Hi! following the thread of Bounded linear operators that commute with translation
I can't prove that $\left\|m\right\|=\left\|T\right\|$
I have only one inequality:
$\left\|T(f)\right\|_{L^1}\leq \left\|f\right\|_{L^1}\left\| \mu\right\|$. Then, $\left\|T\right\|\leq \left\|\mu\right\|$
For the second, I thought of taking $f =\delta$ Dirac delta function which satisfies $\int_{\mathbb{R}^n}\delta(x)=1$ and $\delta\ast \mu=\mu$ to have to $\left\|T\right\|\geq \left\|T(\delta)\right\|_{L^1}=\left\|\delta\ast \mu\right\|_{L^1}=\left\|\mu\right\|_{L^1}$
then $\left\|T\right\|$ is a upper bound for $\left\|\mu\right\|_{L^1}$ then $\left\|\mu\right\|\leq \left\|T\right\|$
But I don't know if the above is legal.

(Dataset rows on where objects appear)
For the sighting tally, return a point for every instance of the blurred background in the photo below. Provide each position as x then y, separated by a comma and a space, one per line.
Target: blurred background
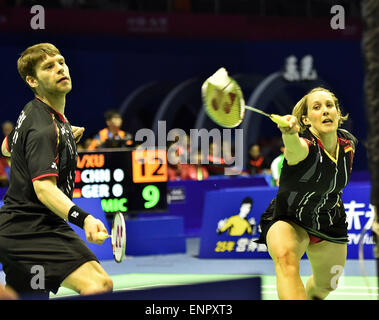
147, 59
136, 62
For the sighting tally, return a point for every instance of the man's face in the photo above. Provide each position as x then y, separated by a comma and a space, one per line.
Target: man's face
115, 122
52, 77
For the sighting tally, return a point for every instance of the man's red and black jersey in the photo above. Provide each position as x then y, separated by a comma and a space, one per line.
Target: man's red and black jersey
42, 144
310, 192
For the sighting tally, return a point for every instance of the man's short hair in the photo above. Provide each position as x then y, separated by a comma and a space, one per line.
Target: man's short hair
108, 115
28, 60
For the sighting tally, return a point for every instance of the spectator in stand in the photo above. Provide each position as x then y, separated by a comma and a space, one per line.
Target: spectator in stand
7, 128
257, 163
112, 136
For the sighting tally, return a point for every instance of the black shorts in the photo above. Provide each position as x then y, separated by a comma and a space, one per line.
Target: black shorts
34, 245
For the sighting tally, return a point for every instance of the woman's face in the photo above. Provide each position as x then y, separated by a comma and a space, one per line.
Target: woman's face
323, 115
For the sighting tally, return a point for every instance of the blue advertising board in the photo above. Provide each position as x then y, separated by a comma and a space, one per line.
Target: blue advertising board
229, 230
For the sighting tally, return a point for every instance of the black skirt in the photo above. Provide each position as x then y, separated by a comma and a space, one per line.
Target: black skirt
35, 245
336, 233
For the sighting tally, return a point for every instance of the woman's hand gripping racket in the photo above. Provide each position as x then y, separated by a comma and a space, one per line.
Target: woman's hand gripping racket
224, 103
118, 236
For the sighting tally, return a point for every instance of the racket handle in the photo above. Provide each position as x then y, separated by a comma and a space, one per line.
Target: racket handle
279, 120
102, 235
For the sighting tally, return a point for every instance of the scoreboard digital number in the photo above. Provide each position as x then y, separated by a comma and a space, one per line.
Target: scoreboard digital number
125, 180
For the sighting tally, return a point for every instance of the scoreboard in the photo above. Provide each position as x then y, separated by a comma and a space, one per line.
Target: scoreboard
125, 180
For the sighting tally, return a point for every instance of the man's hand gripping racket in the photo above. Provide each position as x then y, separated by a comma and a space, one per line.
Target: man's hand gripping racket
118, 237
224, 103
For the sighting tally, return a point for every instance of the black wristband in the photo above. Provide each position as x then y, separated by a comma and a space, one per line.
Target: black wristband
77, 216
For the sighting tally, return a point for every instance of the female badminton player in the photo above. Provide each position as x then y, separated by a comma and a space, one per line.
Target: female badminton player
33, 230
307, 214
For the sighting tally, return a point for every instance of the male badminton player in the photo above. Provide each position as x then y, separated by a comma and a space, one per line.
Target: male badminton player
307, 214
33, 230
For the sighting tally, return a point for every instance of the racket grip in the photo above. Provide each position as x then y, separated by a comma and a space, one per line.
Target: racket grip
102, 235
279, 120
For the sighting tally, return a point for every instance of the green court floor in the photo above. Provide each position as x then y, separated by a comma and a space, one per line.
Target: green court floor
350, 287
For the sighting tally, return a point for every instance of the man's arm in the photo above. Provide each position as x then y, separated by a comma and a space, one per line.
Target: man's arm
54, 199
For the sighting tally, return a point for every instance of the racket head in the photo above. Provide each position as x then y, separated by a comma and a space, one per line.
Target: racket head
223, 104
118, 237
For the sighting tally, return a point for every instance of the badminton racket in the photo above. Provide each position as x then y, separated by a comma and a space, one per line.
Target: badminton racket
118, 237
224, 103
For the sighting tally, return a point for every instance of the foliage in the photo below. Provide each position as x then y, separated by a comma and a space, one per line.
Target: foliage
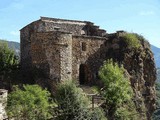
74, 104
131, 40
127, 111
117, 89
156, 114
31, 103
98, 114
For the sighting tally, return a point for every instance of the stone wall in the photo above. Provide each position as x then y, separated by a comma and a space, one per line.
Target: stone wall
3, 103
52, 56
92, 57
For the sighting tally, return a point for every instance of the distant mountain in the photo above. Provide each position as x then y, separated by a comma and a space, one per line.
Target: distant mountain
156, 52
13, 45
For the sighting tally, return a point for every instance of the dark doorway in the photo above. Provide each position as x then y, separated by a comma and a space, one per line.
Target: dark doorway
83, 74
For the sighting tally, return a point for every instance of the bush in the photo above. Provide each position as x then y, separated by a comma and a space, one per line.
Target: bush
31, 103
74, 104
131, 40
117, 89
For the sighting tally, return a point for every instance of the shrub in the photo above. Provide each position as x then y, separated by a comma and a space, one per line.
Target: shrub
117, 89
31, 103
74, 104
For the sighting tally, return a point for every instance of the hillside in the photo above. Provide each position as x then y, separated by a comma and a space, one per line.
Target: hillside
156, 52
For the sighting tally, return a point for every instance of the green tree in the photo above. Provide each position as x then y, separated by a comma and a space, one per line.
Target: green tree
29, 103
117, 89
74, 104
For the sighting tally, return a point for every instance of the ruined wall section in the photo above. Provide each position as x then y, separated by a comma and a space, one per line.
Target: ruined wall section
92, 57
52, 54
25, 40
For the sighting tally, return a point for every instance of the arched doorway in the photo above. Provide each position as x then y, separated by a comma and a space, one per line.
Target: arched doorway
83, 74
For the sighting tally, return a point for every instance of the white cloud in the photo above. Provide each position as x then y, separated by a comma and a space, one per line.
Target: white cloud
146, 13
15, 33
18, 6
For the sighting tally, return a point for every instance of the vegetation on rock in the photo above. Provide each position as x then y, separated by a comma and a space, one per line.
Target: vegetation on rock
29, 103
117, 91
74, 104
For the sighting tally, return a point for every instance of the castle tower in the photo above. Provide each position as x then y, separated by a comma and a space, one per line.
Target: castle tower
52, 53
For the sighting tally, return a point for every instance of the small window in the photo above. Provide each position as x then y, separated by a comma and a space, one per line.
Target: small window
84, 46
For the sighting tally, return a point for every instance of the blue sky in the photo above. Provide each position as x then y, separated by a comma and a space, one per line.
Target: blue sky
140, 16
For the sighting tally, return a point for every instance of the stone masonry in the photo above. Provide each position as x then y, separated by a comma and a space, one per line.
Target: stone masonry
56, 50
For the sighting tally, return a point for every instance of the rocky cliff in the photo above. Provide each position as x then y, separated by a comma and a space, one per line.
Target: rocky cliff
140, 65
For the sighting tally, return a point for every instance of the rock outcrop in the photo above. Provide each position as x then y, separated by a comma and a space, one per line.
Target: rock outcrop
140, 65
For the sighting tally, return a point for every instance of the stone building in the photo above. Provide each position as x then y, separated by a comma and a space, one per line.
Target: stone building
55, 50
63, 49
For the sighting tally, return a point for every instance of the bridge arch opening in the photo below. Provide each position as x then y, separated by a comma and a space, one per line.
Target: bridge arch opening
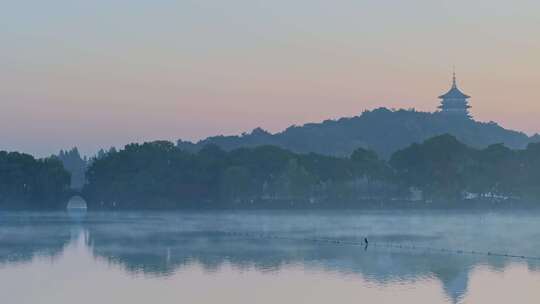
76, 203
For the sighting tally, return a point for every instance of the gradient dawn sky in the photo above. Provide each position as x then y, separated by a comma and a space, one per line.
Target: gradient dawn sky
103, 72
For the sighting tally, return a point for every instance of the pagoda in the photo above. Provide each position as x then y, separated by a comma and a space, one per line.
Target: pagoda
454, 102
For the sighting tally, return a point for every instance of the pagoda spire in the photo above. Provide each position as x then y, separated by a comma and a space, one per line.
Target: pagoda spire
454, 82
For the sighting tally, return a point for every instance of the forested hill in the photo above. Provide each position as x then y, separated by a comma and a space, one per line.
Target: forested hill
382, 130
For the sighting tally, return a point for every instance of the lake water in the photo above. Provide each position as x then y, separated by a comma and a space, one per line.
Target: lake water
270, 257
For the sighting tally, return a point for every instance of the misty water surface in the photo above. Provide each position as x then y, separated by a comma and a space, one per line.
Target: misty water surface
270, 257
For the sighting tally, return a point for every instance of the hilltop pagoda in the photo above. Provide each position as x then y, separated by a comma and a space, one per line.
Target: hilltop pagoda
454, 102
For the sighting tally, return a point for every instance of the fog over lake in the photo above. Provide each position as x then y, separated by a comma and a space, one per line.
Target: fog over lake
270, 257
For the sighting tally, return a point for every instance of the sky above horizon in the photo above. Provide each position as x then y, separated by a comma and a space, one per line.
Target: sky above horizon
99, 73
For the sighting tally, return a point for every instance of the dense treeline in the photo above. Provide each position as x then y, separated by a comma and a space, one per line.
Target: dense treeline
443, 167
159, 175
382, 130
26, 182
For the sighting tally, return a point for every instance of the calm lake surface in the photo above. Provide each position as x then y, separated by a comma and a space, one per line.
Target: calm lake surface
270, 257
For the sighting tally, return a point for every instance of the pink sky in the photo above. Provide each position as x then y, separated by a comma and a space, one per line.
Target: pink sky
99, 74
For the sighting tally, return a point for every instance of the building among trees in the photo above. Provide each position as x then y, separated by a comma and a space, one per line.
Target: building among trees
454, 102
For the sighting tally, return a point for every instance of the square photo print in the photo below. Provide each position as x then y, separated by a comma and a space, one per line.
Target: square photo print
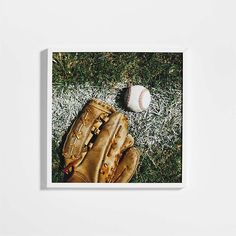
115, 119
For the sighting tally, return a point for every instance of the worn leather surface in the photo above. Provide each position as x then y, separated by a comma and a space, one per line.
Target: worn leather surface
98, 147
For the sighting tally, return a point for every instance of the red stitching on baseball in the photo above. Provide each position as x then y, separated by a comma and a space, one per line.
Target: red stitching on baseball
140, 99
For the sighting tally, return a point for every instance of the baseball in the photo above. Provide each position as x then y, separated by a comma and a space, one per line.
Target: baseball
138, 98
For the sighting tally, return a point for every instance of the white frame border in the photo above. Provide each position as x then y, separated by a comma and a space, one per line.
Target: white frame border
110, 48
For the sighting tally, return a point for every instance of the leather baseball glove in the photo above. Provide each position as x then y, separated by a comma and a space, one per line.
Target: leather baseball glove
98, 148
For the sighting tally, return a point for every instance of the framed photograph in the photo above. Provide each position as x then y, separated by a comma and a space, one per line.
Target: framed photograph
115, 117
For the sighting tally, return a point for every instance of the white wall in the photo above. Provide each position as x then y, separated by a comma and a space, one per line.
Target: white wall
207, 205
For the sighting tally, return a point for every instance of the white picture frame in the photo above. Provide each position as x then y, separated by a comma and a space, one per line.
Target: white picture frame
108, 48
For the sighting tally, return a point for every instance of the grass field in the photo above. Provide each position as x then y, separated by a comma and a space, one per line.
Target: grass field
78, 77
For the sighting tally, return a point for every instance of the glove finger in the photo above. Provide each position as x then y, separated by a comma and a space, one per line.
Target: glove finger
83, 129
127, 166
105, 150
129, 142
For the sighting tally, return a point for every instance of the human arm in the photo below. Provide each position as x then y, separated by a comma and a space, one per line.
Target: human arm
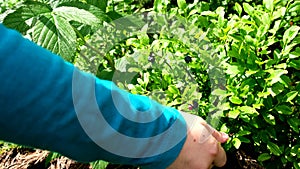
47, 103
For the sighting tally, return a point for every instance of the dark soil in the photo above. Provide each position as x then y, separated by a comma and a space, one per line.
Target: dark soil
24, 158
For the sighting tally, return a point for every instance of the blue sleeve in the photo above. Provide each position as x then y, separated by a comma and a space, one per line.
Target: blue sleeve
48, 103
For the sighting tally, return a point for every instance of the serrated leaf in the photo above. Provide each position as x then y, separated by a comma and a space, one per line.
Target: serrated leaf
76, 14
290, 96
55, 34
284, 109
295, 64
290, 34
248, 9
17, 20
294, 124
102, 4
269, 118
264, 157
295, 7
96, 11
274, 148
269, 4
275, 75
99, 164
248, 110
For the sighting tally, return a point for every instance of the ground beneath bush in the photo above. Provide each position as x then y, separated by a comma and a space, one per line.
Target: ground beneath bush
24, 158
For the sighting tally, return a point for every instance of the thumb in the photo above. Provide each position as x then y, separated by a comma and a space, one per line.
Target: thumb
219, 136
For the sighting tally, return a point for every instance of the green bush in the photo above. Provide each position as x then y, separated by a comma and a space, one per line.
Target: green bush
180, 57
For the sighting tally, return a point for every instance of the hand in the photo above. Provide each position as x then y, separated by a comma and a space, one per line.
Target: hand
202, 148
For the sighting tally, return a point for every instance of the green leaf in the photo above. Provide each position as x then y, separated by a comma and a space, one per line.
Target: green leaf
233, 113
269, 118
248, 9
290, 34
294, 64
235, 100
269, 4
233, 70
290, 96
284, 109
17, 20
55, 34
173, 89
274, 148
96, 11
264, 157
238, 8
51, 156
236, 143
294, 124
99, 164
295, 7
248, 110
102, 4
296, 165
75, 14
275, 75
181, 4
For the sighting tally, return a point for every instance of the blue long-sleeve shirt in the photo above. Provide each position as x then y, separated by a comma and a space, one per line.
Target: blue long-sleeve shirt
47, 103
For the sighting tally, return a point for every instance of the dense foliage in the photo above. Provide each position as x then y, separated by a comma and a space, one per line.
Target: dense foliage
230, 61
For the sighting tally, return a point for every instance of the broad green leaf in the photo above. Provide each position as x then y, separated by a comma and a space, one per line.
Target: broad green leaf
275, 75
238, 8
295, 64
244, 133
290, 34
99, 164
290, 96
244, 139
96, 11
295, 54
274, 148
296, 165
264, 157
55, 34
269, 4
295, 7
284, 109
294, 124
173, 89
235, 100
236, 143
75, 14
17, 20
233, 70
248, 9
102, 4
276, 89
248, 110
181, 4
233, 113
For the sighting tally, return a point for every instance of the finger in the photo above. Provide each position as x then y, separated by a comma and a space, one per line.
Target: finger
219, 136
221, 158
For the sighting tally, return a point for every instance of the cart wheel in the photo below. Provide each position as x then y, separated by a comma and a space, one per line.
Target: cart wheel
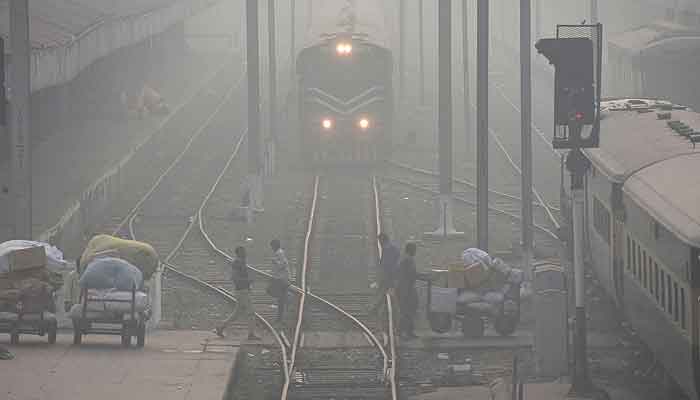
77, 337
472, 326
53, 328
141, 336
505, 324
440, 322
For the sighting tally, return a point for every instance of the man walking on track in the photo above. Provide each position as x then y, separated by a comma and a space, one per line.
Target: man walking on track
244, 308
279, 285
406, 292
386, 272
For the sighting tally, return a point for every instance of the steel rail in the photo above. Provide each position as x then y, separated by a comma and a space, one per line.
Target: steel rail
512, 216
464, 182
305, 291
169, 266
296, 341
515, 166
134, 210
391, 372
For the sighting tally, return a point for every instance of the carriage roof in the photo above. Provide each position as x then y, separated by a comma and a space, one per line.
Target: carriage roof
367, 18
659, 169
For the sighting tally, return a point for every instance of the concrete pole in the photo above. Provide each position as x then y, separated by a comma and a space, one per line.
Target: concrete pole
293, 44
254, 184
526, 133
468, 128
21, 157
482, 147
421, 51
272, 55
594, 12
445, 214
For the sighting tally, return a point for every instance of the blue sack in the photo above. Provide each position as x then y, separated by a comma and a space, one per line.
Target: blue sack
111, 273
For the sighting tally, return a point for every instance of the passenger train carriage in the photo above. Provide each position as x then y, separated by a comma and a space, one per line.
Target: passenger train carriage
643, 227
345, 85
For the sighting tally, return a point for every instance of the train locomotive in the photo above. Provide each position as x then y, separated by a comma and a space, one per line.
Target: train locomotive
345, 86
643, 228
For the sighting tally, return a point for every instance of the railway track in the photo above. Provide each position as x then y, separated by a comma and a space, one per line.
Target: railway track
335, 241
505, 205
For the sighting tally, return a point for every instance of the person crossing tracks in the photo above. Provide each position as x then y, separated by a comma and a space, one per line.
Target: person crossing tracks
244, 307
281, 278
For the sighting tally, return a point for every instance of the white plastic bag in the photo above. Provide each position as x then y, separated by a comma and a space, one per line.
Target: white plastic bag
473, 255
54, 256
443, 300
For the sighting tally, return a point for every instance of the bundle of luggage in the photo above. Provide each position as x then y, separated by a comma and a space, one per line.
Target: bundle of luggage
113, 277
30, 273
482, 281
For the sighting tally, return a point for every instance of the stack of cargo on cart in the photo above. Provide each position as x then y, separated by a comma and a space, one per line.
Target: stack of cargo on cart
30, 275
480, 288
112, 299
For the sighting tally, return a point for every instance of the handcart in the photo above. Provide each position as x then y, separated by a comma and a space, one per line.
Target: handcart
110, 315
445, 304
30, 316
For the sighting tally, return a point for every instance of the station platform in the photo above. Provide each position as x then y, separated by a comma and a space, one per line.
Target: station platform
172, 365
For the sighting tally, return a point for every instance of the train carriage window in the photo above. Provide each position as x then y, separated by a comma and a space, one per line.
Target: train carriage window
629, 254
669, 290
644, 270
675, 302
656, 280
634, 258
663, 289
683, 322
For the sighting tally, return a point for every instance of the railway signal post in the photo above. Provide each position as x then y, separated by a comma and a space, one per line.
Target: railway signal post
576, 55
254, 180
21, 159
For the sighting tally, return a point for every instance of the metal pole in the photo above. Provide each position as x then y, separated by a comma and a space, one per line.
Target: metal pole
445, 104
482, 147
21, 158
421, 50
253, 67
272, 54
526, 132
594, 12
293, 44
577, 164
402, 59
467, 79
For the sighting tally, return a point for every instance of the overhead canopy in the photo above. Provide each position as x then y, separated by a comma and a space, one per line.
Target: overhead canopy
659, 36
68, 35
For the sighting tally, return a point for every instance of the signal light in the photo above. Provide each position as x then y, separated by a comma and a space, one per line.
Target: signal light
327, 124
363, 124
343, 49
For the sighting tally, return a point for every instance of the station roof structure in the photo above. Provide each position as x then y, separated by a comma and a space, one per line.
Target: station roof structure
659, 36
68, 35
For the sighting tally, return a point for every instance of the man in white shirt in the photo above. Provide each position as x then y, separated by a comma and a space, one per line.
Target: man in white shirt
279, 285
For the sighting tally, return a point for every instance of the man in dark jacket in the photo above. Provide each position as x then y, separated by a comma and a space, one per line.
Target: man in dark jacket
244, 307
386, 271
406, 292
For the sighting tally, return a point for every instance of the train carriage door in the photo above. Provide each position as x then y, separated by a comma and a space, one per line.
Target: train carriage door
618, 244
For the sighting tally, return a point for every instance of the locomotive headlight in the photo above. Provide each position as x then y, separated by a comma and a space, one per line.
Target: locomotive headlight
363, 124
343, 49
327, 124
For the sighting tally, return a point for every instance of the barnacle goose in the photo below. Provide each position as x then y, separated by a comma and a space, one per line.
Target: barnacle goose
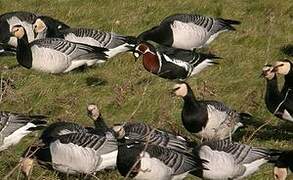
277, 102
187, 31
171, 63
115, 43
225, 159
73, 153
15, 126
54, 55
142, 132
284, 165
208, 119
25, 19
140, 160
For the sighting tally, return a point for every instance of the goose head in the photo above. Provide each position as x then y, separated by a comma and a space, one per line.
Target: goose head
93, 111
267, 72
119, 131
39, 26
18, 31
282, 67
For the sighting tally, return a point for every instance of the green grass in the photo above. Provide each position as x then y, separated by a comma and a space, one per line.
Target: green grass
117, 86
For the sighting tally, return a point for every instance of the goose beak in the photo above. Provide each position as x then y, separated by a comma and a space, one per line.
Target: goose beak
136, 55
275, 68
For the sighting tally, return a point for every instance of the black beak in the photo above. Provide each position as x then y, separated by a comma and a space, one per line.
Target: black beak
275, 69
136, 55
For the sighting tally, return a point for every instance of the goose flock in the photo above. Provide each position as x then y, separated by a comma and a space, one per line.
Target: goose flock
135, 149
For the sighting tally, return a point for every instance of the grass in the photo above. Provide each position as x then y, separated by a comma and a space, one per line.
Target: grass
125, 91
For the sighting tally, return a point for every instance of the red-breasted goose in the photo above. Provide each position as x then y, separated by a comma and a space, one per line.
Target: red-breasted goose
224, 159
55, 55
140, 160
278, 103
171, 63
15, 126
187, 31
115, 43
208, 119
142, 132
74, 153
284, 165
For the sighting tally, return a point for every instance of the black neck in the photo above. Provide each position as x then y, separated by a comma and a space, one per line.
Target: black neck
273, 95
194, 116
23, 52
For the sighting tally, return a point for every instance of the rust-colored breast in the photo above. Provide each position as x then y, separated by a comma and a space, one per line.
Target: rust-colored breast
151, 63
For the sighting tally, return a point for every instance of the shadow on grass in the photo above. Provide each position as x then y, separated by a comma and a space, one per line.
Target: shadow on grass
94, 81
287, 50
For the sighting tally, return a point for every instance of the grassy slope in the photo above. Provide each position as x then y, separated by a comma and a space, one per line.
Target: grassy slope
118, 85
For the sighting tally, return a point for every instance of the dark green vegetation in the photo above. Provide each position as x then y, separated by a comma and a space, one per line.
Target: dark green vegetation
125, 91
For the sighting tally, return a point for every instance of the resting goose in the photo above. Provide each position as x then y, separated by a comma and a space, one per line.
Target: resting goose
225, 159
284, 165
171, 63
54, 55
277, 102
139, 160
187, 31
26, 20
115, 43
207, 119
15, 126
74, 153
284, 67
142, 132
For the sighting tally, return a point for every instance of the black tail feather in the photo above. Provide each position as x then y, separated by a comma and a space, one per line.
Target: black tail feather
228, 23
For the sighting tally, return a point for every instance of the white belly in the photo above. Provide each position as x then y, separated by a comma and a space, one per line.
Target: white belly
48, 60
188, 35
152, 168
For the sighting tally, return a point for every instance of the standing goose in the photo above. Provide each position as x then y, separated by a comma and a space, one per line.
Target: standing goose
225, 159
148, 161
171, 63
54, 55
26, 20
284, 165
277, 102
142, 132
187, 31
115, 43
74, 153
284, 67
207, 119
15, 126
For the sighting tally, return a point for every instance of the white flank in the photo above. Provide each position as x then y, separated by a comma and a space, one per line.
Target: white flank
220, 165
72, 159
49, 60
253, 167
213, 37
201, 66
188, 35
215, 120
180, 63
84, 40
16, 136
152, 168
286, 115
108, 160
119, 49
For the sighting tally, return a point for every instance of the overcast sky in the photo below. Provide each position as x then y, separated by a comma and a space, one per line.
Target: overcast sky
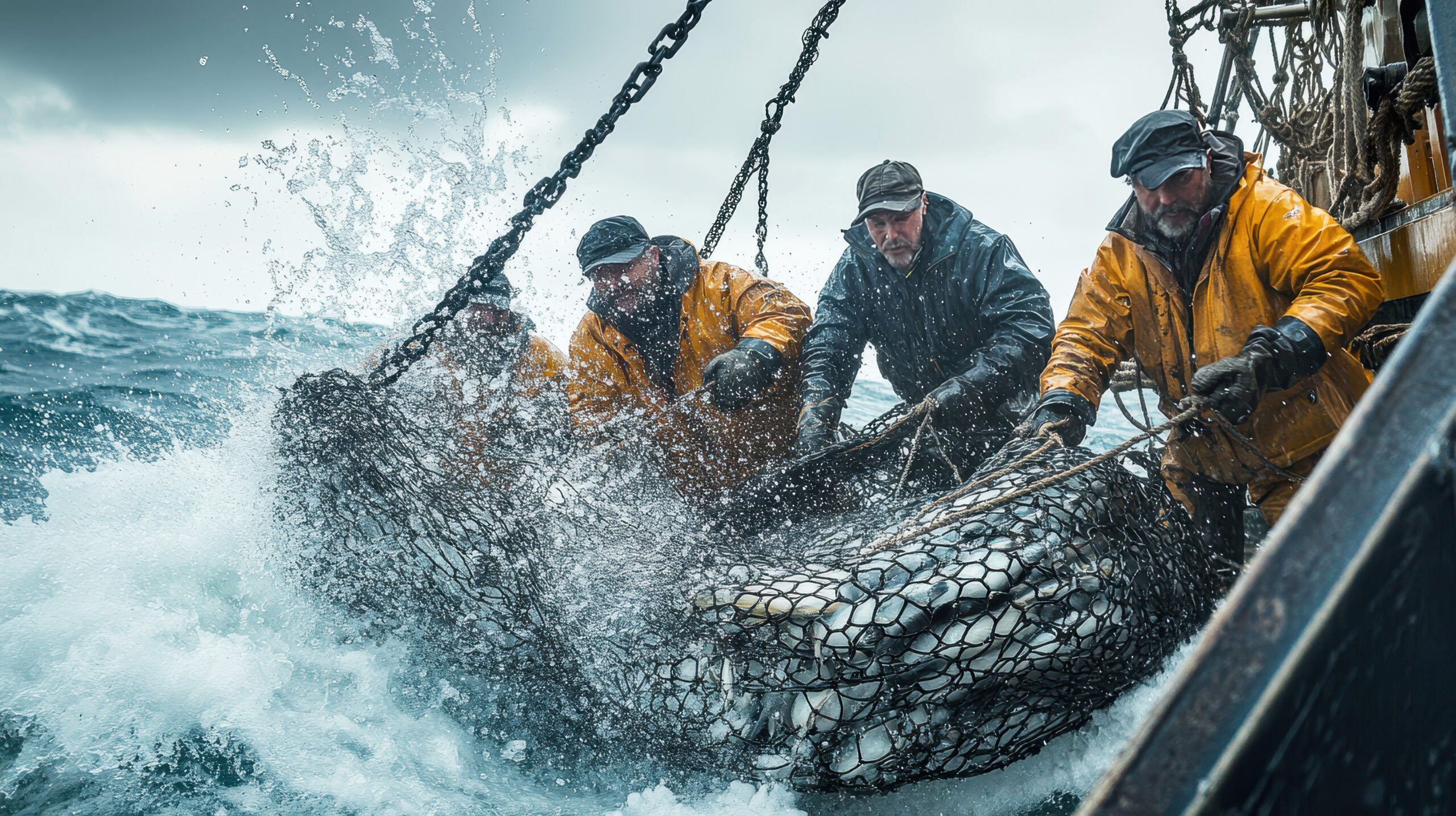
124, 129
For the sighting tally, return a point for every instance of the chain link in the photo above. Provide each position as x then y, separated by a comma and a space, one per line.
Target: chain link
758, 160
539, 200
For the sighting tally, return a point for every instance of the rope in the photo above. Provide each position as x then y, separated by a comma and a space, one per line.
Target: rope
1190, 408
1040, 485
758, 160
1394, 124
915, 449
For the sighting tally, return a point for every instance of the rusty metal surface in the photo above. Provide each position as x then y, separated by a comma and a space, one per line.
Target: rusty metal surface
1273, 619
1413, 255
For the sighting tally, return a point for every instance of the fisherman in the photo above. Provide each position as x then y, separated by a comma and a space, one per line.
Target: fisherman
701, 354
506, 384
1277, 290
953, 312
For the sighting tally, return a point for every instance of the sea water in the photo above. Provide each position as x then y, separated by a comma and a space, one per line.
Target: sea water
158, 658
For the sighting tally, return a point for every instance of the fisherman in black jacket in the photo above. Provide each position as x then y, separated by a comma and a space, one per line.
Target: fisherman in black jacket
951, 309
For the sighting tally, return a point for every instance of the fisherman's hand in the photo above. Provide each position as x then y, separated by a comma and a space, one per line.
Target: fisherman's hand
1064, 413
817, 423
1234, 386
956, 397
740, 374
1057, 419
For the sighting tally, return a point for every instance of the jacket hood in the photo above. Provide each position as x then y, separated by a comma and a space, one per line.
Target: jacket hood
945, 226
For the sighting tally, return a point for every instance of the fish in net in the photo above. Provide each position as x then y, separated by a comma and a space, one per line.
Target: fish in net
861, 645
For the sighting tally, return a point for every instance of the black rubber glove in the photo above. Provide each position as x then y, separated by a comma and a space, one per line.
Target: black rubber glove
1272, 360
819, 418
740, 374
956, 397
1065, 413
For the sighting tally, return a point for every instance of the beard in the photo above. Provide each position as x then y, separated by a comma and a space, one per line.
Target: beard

_Short problem 1_
Summarize the forum post in two sentences.
_Short problem 2_
Answer these questions using the forum post:
(a) Which thread does the poster say they are following?
(b) What function does the poster think of taking as f to get the second inequality?
(c) What is the poster unsure about at the end?

_Task result 1_
The poster, following the thread on bounded linear operators that commute with translation, cannot prove an equality between two norms and has only the inequality that the norm of T is at most the norm of μ. For the reverse inequality they tried taking f to be the Dirac delta function, but they don't know whether that step is legal.

_Task result 2_
(a) Bounded linear operators that commute with translation.
(b) The Dirac delta function.
(c) Whether their argument is legal.